[Start of Attachment]
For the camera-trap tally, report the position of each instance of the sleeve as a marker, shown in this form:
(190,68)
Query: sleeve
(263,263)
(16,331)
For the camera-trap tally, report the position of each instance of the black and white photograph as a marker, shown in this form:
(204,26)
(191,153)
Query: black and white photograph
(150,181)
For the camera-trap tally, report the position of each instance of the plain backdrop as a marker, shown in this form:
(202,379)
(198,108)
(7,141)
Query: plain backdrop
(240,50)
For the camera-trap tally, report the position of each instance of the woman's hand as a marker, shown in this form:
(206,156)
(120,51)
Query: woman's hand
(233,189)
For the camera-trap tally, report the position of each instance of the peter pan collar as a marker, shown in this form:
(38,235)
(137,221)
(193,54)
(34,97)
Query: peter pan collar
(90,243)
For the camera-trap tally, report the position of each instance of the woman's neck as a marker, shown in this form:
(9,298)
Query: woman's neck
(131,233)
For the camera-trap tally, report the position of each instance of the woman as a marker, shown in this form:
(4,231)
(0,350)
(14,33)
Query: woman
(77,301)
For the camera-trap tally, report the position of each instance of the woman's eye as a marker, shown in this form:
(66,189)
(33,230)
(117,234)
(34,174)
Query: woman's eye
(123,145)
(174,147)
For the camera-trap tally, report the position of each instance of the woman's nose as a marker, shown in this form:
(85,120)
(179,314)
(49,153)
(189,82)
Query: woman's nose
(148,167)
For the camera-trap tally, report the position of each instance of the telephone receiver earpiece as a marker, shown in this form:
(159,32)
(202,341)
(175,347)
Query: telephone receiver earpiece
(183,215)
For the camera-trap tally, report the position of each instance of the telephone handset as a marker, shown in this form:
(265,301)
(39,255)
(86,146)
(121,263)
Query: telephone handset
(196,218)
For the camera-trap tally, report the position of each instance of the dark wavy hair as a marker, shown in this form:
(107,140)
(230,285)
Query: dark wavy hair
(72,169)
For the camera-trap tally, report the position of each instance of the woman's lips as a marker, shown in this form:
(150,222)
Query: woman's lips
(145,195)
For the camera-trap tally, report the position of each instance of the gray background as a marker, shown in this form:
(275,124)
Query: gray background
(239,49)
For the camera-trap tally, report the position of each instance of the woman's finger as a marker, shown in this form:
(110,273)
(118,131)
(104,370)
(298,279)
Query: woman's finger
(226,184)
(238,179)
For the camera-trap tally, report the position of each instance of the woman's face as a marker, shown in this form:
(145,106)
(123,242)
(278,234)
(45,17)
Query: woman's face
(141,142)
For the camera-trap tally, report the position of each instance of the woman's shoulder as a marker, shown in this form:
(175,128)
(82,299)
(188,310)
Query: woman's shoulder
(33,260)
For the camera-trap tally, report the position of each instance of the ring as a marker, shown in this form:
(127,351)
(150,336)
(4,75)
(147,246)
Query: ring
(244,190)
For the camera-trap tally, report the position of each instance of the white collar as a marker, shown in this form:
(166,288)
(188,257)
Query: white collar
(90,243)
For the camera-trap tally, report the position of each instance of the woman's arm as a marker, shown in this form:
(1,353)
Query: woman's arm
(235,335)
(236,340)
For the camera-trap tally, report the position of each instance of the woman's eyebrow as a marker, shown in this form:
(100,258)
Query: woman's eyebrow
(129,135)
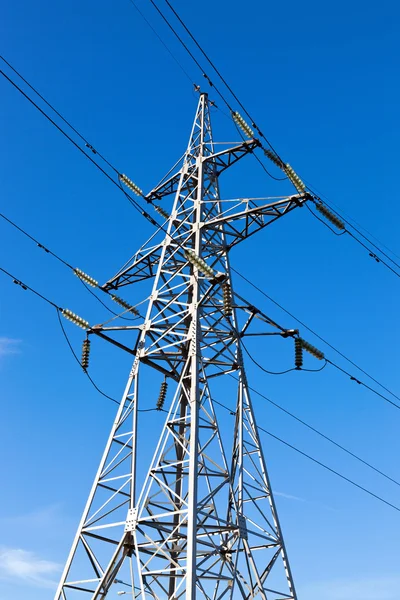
[End of Attachment]
» **WHAT IS BEING ASKED**
Write every record out again exactly, omitting the pictures they hold.

» **TASK ANSWER**
For the camera-trap tally, report the position of each instance of the sleeve as a marker, shown in this form:
(190,68)
Query: sleeve
(263,263)
(16,331)
For the camera-trap tally, report the position of each instance of the black and white photograph as a marker, shown in this form:
(204,26)
(191,153)
Query: black and white photograph
(150,181)
For the camera-trap tally, report the position of each instance of the plain backdrop as a marker, shown in this form:
(202,379)
(198,108)
(7,141)
Query: plain backdrop
(240,50)
For the camera-trap tally, report the position of each instance of the woman's hand as a marker, shown in this form:
(206,156)
(120,51)
Query: woman's hand
(233,189)
For the camera-trap tally, report the position of each instance of the peter pan collar as a marker, shown in this form:
(38,235)
(137,221)
(193,54)
(34,97)
Query: peter pan collar
(90,243)
For the camera-trap tally, report the position of each instance of the woman's neck as a marker, shown in this form:
(9,298)
Query: woman's neck
(131,233)
For the camera-trap tally, report the position of each instance of the woman as a marker, shown in this form:
(4,231)
(0,350)
(14,33)
Query: woman
(77,301)
For the camera-trap tally, report the position of each instance of the woman's eye as a marker, shown in this form:
(66,189)
(33,230)
(117,234)
(34,174)
Query: woman's eye
(123,145)
(174,147)
For the camera-trap tally, report the position of each instance of the woman's nose as a marker, shown in this form:
(85,120)
(179,314)
(49,153)
(189,82)
Query: woman's nose
(148,167)
For the camera-trap tally, report the position of each instance of the telephone receiver earpiece as a marker, shown in this form:
(159,32)
(202,341)
(175,347)
Query: telephone receiver earpiece
(183,215)
For the camera-trap tally, report the position of each instance of the telephone handset as a marker, shown in this form:
(265,301)
(39,255)
(86,146)
(121,263)
Query: telephone handset
(196,218)
For the camera-trap tally, report the position of each instance of the dark wavy hair as a marker, shown in this form:
(107,140)
(230,285)
Query: dark wavy hair
(72,169)
For the camera-trap tally, report the position of each instance of the woman's lips as a marker, shown in this form:
(150,222)
Query: woman's lips
(145,195)
For the camera-trap tally, report the position of each instance of the gray background as a marker, shown in this form:
(275,124)
Query: gray background
(239,49)
For the camera-trap tally, report the position of each instance of the woman's finger as a marker, shown in this form:
(110,273)
(118,131)
(104,370)
(298,279)
Query: woman's finger
(226,184)
(238,179)
For the camera-trap tally, report the position of each instance of the woman's face as a marker, shown in this form:
(145,106)
(123,242)
(278,234)
(45,17)
Query: woman's face
(141,142)
For the camera-trap tally, report the position of each instance of the woman's shoulder as a marker, shown in this form:
(175,128)
(82,299)
(188,310)
Query: woman's shoulder
(33,260)
For the camera-trap tally, report the position of each instance of the ring as a marker, shown in this form:
(127,351)
(150,336)
(4,75)
(147,246)
Query: ring
(244,190)
For the camera-trap tally, report the position of each instance of the white collar as a marker, shown in this form:
(166,288)
(188,257)
Query: white collar
(90,243)
For the camera-trap tally, report the position of each instance of the woman's arm as a marker, shown in this form:
(1,353)
Query: woman's arm
(235,335)
(236,340)
For the camera-trap tally, report the position of each instance of the woman's eyebrow as a marker, shown in this form:
(100,258)
Query: woman's eyebrow
(129,135)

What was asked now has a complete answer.